橋本/「Sunset Lounge」だったり「Sunset The MARINA」だったりは、僕はゲストとして呼んでもらってるんだけど、そういう素敵なパーティーをオーガナイズしてる人ともどんどんつながって心地よい時間を過ごさせてもらってるっていうのが、ここ数年のありがたい流れなんだよね。江の島・シーキャンドルサンセットテラスでの「夕陽と海の音楽会」のレジデントDJを務めさせてもらってることも、ここ数年の僕の最も大切にしている歓びだし。そういう中での最近の大きな変化っていうのは、当初はオンシーズンの夏に東京からパーティーをやりに行って、すごく楽しかったというところからスタートしてるんだけど、続けていく中で、それだけじゃないことを継続的に「Good Mellows」はやっていきたいな、って思うようになって。

 

──確かに、放っておくとどうしても「夏だ! 海だ! サンセットだ!」みたいになりがちですよね(笑)。

 

橋本/それよりもっと大切なことがあるなと。コンピレイションが出てから2年半経ったけど、夏やシーサイドやサンセットという魅力と消費的に関わるのではなくて、例えば地元の方との信頼関係だったり、人生の中でずっと続いていくような関係性や心地よさ、あるいはオフシーズンならではの心地よさやメロウネスを分かち合えないかな、っていうのをコンピレイションにもパーティーにも反映させようとしている、っていうのが今の気持ちで。だから今回も年末の忙しい時期で、夏ほどはたくさんの方が湘南まで集まってくれるのは難しいかもしれないけど、冬ならではのささやかな幸せを分かち合いたいと。

 

──とてもいい話ですね。湘南の方に行く回数が多くなると、夏だけじゃないタイミングで訪れることが必然的に増えると思うんです。海とか本当にそうだと思うんですけど、四季折々、あるいは天候や時間帯によっても表情を変えていくっていうのがあって、さっき橋本さんがおっしゃったような夏の良さだけではなく、秋には秋の、冬には冬の良さがあるっていう、それを表現するようなところに来てるのかな、という気がします。

 

橋本/やっぱり、とてもいい時間を過ごさせてもらっている場所への感謝みたいなものが募っていく中で、海辺の陽の当たりづらい季節の良さっていうのも発見して共有していきたいなと思って。夕陽だって四季折々に美しさがあるし、僕らはそれに相応しい音楽を選ぶのが楽しいわけだしね。

 

──「Good Mellows」コンピは、最初は「Seaside Weekend」や「Sunset Feeling」といった、ある種王道的なところから始まってきてるんですけど、その後は陽光の季節とか月夜とか、作品ごとに新しい側面を出していますよね。

 

橋本/季節でも時間帯でも本当にいろんな表情があるので、そういう部分に毎回テーマを決めてフォーカスしてみようっていう。

■ 保存データ
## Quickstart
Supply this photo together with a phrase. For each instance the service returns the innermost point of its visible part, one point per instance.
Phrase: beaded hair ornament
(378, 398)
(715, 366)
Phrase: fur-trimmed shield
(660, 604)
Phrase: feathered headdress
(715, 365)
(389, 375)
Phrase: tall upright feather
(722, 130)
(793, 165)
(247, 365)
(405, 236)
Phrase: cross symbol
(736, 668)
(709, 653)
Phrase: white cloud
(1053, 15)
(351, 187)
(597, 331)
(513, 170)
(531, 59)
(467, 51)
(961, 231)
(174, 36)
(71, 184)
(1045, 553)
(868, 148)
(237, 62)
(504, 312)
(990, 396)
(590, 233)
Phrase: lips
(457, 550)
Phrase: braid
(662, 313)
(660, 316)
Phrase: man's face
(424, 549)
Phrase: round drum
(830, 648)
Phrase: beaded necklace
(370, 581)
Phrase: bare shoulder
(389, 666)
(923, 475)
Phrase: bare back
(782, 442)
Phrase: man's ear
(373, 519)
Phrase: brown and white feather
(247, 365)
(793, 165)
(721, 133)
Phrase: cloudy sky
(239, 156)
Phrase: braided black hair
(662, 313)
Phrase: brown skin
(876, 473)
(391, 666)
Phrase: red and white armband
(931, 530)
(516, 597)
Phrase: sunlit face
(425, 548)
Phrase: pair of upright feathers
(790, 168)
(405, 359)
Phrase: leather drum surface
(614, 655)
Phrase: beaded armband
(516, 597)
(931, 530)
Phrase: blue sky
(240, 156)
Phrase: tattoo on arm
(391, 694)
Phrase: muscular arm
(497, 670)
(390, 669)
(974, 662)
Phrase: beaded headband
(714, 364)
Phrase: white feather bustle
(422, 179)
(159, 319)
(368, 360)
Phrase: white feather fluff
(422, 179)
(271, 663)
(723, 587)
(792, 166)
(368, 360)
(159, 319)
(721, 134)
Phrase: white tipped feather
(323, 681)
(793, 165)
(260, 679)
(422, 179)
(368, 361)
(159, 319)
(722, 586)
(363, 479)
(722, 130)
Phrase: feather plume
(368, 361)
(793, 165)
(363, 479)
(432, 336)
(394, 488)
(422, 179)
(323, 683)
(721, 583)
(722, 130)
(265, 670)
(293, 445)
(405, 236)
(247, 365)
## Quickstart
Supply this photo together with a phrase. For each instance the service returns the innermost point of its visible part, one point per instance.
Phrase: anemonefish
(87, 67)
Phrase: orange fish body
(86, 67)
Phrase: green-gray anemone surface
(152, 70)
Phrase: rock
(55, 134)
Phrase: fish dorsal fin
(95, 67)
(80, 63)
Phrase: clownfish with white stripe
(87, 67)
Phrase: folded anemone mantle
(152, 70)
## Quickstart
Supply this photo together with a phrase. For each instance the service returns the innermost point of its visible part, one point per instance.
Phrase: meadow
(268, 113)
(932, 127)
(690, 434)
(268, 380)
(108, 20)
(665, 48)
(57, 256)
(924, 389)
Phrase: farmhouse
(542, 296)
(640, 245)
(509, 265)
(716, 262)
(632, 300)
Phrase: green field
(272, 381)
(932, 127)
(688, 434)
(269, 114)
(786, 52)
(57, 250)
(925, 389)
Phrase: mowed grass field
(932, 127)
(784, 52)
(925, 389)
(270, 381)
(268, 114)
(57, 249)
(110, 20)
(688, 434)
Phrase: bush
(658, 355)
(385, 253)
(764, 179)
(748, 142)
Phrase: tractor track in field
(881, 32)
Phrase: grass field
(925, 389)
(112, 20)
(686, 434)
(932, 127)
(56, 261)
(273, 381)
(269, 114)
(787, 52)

■ やること
A - 「Good Mellows」をめぐるインタビューで、橋本さんがレジデントDJを務めているのは何というイベントか。
B - 「Good Mellows」をめぐるインタビューを、最後の文のあとから書き継いでください。

■ タスク別出力
A - 江の島・シーキャンドルサンセットテラスでの「夕陽と海の音楽会」です。

B -
 

──今回の『Good Mellows For Afterglow Meditation』は、冬っぽい感じのジャケットですよね。

 

橋本/そうだね。そのへんはデザイナーのFJDにコンセプトを伝えて、アートワークの雰囲気ってのもすり合わせながら作っています。

 

──とてもいいデザインだと思います。あと「Afterglow」っていう単語を調べてみたりすると、陽が沈んだ後の時間帯というか。

 

橋本/まあ、後光とか残照、残光だったり、余韻だったり。逆光感に通じるような雰囲気。

 

──うんうん。辞書だと「余韻」とか出てきますよね。

 

橋本/そうだね。余韻というのが一番伝えたいイメージかな。音楽から伝わる情感の余韻みたいなものを味わえるコンピレイションになったらいいな、っていうのがありました。

 

──僕自身はアートワークとかタイトルもあって、音源を聴いていて冬の海を見ているときのような気持ちになる瞬間が多かったですね。冬の空気の澄んだ感じとかですね。

 

橋本/冬は空が澄んでいるから、星や月がきれいに見えたりするよね。

 

──冬の海特有の色合いとかもありますよね。

 

橋本/僕自身は海の印象と共に、夜空みたいなものを途中からはイメージしていたんだよね。星空を眺めていると穏やかな気持ちになる、メディテイション的な感覚と言えばいいのかな。それと最初、コンピレイションのタイトルに使おうかと思ったのは「Floatin’」という言葉だったんだ。

 

──なるほど。さっきの揺らぎの話じゃないですけど、浮遊感は今回の大きな特徴だと思います。

 

橋本/最終的には「Afterglow」にしたんだけど、「Floatin’」というのが選曲の上でのキーワードだったんだよね。

 

──今回、エスニックな要素というのがけっこう入ってるな、というのも印象的でした。エスニックと言ってもそれはあくまでシタールの音色や親指ピアノだったりで、最終的にはメディテイティヴというか、音に身を任せる感じの世界に入っていくんですけど。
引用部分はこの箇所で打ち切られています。